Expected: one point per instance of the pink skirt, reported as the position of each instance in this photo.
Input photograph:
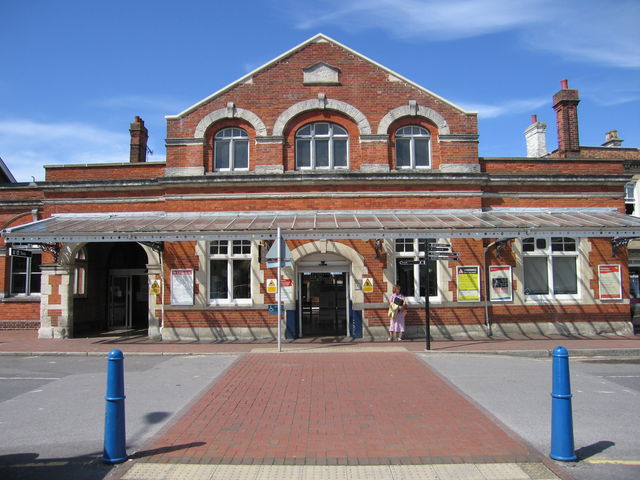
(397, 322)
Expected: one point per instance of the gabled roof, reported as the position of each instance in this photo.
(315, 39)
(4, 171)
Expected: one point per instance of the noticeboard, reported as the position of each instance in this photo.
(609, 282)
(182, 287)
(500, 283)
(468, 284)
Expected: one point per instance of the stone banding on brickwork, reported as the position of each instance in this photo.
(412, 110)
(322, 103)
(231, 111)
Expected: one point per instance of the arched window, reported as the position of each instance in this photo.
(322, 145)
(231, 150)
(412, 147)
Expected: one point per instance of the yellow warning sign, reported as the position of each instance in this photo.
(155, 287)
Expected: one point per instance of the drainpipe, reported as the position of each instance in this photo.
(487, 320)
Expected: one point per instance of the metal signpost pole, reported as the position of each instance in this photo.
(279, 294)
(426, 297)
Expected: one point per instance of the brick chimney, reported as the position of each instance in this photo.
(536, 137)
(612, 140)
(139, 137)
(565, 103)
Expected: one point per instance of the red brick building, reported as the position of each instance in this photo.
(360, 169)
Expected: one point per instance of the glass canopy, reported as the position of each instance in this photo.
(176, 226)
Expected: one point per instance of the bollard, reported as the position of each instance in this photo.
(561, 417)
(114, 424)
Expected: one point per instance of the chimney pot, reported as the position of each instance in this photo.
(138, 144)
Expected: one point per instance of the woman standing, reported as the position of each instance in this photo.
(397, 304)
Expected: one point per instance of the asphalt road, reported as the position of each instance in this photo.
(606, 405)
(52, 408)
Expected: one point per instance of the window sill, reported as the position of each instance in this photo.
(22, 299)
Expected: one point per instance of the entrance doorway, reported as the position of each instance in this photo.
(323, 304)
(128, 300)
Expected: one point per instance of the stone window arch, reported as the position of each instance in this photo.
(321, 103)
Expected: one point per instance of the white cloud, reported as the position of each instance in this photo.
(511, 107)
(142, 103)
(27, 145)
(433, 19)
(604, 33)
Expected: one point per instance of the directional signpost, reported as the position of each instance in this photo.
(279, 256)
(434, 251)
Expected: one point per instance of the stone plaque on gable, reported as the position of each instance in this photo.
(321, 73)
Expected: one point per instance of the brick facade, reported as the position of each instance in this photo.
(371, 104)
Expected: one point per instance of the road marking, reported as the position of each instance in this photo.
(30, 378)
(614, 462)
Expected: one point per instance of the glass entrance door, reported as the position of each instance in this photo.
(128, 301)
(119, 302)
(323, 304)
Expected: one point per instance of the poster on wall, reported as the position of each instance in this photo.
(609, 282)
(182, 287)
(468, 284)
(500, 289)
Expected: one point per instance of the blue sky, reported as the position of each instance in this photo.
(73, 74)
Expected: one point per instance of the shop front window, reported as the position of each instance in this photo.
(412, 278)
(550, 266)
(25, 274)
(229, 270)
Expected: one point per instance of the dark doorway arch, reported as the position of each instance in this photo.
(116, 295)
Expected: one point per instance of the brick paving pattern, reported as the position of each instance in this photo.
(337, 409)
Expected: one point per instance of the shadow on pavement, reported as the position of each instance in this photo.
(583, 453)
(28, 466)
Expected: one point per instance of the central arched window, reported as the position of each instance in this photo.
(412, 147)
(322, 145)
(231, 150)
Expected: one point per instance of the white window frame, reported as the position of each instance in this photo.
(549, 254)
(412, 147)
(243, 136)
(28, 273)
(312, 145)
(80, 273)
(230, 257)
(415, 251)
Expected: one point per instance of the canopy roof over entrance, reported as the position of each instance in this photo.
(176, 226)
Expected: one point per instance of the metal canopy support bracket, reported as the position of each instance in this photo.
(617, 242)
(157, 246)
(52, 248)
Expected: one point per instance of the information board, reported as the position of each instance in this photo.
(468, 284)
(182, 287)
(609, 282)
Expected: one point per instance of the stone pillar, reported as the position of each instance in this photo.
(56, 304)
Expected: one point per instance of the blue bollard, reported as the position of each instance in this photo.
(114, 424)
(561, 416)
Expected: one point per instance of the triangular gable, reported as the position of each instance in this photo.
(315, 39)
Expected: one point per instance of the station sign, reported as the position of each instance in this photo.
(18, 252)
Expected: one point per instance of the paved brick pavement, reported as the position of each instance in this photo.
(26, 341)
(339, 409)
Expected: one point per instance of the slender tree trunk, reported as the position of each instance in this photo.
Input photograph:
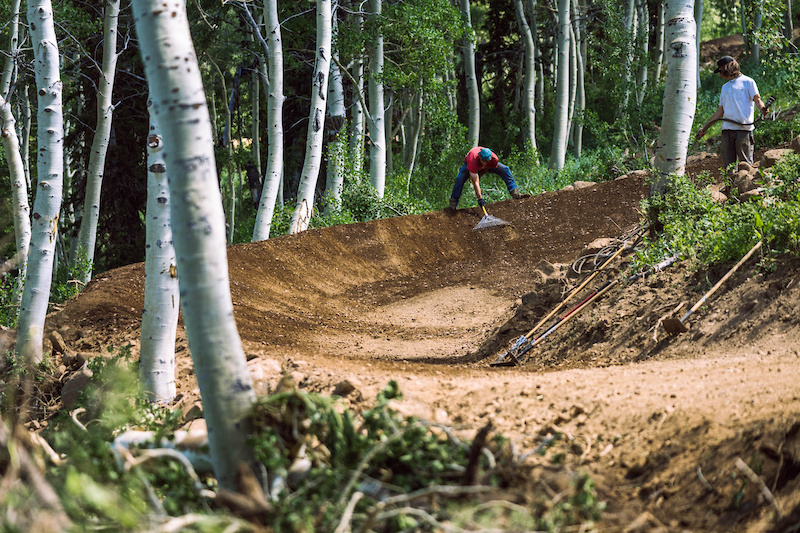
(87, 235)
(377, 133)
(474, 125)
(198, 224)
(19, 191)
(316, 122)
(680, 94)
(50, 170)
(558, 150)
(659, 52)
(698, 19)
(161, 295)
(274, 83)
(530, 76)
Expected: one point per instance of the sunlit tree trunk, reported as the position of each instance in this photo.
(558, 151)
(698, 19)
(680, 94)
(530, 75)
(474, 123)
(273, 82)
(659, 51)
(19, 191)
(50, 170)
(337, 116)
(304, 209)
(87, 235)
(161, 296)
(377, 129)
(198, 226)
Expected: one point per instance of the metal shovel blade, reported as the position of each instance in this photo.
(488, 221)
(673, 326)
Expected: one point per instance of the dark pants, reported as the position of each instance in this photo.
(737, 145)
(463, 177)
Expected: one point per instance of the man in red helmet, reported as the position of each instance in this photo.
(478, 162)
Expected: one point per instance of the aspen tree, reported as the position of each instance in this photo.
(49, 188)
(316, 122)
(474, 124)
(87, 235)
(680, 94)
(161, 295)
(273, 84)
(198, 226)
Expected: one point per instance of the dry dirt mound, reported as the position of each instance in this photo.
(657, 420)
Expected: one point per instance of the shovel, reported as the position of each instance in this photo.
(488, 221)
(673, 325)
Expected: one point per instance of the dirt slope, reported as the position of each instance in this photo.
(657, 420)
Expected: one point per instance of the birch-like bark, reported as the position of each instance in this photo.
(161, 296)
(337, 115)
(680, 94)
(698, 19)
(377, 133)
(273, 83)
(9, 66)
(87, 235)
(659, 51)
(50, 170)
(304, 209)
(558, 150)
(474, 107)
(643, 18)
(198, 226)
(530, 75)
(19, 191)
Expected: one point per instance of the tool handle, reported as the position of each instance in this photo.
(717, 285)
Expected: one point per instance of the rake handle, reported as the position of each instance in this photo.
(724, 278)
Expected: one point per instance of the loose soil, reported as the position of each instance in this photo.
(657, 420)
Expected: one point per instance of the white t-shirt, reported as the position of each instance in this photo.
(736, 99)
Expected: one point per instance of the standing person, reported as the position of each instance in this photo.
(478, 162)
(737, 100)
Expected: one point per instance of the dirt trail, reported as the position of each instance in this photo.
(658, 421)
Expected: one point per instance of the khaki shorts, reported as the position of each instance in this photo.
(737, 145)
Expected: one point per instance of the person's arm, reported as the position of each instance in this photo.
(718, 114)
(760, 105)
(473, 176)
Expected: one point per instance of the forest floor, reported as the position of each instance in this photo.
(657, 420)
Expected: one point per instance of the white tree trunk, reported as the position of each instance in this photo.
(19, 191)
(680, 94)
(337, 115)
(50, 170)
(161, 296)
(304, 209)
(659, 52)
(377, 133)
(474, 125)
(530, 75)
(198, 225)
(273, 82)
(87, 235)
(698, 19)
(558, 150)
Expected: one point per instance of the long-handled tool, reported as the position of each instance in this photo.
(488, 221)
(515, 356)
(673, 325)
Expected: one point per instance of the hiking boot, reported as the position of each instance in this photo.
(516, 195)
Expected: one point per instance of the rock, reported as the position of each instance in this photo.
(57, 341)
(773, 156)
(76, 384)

#####

**INSTRUCTIONS FOR THE TASK**
Print each record exactly as it stands, leaving the images out.

**RESPONSE TO THIS TASK**
Expected: one point per instance of the pink skirt, reported as the position of each instance in this photo.
Input photograph:
(397, 322)
Expected: one point per instance of the gabled roof, reported as the position of each instance in this photo.
(315, 39)
(4, 171)
Expected: one point per instance of the noticeboard, reported as the position of each instance in this photo.
(609, 282)
(182, 287)
(500, 283)
(468, 284)
Expected: one point per instance of the stone banding on brickwork, reported as the position of each instance in this photo.
(412, 110)
(322, 103)
(231, 111)
Expected: one point per instance of the arched window, reported as the position of each instance in this photo.
(322, 145)
(231, 150)
(412, 147)
Expected: one point per instance of the yellow warning sign, reported as the position of each instance in this photo.
(155, 287)
Expected: one point per instance of the drainpipe, reported as the position of each instance in this photo.
(487, 320)
Expected: one point per instance of the metal signpost pole, reported as the position of each instance in this photo.
(279, 294)
(426, 297)
Expected: one point per instance of the brick chimney, reported as the position of each instance in this photo.
(536, 137)
(612, 140)
(139, 137)
(565, 103)
Expected: one point per instance of the red brick building, reported as the position of each instance in this photo.
(360, 169)
Expected: one point per instance of the glass canopy, reported as the position of each instance in this photo.
(176, 226)
Expected: one point per instance of the bollard, reported as the position of each instance in this photo.
(561, 417)
(114, 424)
Expected: one point per instance of the chimney pot, reported as the position of each instance in this photo.
(138, 144)
Expected: one point per instance of the woman standing, reported as the position of each instance in this photo.
(397, 304)
Expected: one point per instance of the asphalt road, reported as the position of each instance in this photo.
(606, 405)
(52, 408)
Expected: one point per instance of the window sill, reported as the position of each instance in this photo.
(22, 299)
Expected: one point per instance of the entrance doorway, reported as the position of each instance in this photo.
(323, 304)
(128, 300)
Expected: one point per instance of the stone window arch, reported as the position of each instance in this photo.
(321, 103)
Expected: one point per instance of the white cloud, reported as the position of each instance in this photo.
(511, 107)
(142, 103)
(27, 145)
(433, 19)
(604, 33)
Expected: one point per instance of the directional signpost, reported as the position of each instance in this photo.
(279, 256)
(434, 251)
Expected: one point per instance of the stone plaque on gable, reported as the position of each instance in this photo.
(321, 73)
Expected: one point per instance of the brick facade, reported as the position of each instance in this photo.
(371, 104)
Expected: one point per instance of the road marking, reported as the position of each instance in this photo.
(30, 378)
(614, 462)
Expected: one point per instance of the glass entrance door, reported as the position of each instance in this photo.
(128, 301)
(119, 302)
(323, 304)
Expected: one point per instance of the poster on wall, reported as the position of each instance in this photo.
(609, 282)
(182, 287)
(468, 284)
(500, 289)
Expected: one point per instance of the blue sky, reported as the position of each instance in this photo.
(73, 74)
Expected: one point per instance of the shop front window, reported as the position of each instance in this photo.
(412, 278)
(550, 266)
(25, 274)
(229, 270)
Expected: one point per instance of the dark doorway arch, reported as the position of each instance in this photo.
(116, 295)
Expected: one point per instance of the brick paving pattern, reported as the position of each instance in this photo.
(337, 409)
Expected: one point per instance of the shadow on pavement, reported as the position of each instance in this photo.
(583, 453)
(28, 466)
Expected: one point per instance of the central arched window, reported as the position of each instance in this photo.
(412, 147)
(322, 145)
(231, 150)
Expected: one point per instance of the white window frame, reported as the position of each instance in this photo.
(549, 254)
(412, 147)
(243, 136)
(28, 273)
(312, 145)
(80, 273)
(230, 257)
(415, 251)
Expected: one point per instance of the canopy roof over entrance, reported as the position of each instance in this photo.
(176, 226)
Expected: one point per instance of the metal canopy support bracket, reported as the position of each instance in this photo.
(617, 242)
(157, 246)
(52, 248)
Expected: one point per instance of the information board, reported as the position of each instance in this photo.
(468, 284)
(182, 287)
(609, 282)
Expected: one point per instance of the stone pillar, reported as the position of each instance in this photo.
(56, 304)
Expected: one point per instance of the blue bollard, reported as the position of each instance in this photo.
(114, 424)
(561, 416)
Expected: one point per instance of the triangular gable, reported as the position of each instance in this photo.
(315, 39)
Expected: one point per instance of the station sign, reported as the position of each instance in this photo.
(18, 252)
Expected: one point per instance of the paved brick pavement, reported as the position of each instance in this photo.
(26, 341)
(339, 409)
Expected: one point per instance of the slender tree trunk, reported as the position of each instance in this photo.
Input photograph:
(87, 235)
(377, 133)
(474, 125)
(198, 224)
(19, 191)
(316, 122)
(680, 94)
(50, 170)
(558, 150)
(659, 52)
(698, 19)
(161, 295)
(274, 83)
(530, 76)
Expected: one point per instance of the sunlit tree trunk, reported as the position of each instance in this photo.
(558, 151)
(698, 19)
(680, 94)
(530, 75)
(474, 123)
(273, 82)
(659, 51)
(19, 191)
(50, 170)
(337, 116)
(304, 209)
(87, 235)
(161, 296)
(377, 129)
(198, 226)
Expected: one point per instance of the metal shovel blade, reported as the position of each instance in this photo.
(488, 221)
(673, 326)
Expected: one point per instance of the dark pants, reported as the position of each instance in this photo.
(737, 145)
(463, 177)
Expected: one point per instance of the man in red helmet, reported as the position of each instance in this photo.
(478, 162)
Expected: one point per instance of the aspen tree, reported as the position of each instance in this photo.
(49, 188)
(316, 122)
(474, 124)
(87, 235)
(680, 94)
(161, 295)
(273, 84)
(198, 226)
Expected: one point per instance of the dry dirt mound, reported as the position of each instance in this photo.
(657, 420)
Expected: one point per instance of the shovel, reported as the position of each instance in this photo.
(488, 221)
(673, 325)
Expected: one point per instance of the dirt slope, reported as the position of each instance in this photo.
(657, 420)
Expected: one point per instance of the birch-like bark, reported as the position of each instance in this photo.
(161, 296)
(337, 115)
(680, 94)
(698, 19)
(377, 133)
(273, 83)
(9, 66)
(87, 235)
(659, 51)
(50, 170)
(304, 209)
(558, 150)
(474, 107)
(643, 18)
(198, 226)
(530, 75)
(19, 191)
Expected: one point per instance of the tool handle, reported as the position of each instance in this photo.
(717, 285)
Expected: one point per instance of the rake handle, reported as the position of each instance in this photo.
(724, 278)
Expected: one point per instance of the loose soil, reported as the position of each instance in this photo.
(657, 420)
Expected: one point per instance of the white t-shirt, reported as the position of each instance in this photo.
(736, 99)
Expected: one point per instance of the standing person, reported as the position of each instance in this photo.
(478, 162)
(737, 100)
Expected: one point per instance of the dirt trail, reported as the position of each instance in this photo.
(658, 421)
Expected: one point per instance of the khaki shorts, reported as the position of each instance in this photo.
(737, 145)
Expected: one point per instance of the person's arm, reported as the position of each instance in this photo.
(718, 114)
(760, 105)
(473, 176)
Expected: one point per instance of the forest floor, reported as the position of each instance in this photo.
(657, 420)
Expected: one point per instance of the white tree trunk, reported as the position of each instance in this photo.
(19, 191)
(680, 94)
(337, 115)
(50, 170)
(161, 296)
(304, 209)
(659, 52)
(377, 133)
(474, 125)
(530, 75)
(198, 225)
(273, 82)
(87, 235)
(698, 19)
(558, 150)
Expected: one point per instance of the long-handled tool, reported as the position of each instance in this photo.
(488, 221)
(515, 356)
(673, 325)
Expected: one point per instance of the hiking boot, reported as the position of each instance in this photo.
(516, 195)
Expected: one point per instance of the rock, reported as the position of each instance in this photo.
(57, 341)
(773, 156)
(76, 384)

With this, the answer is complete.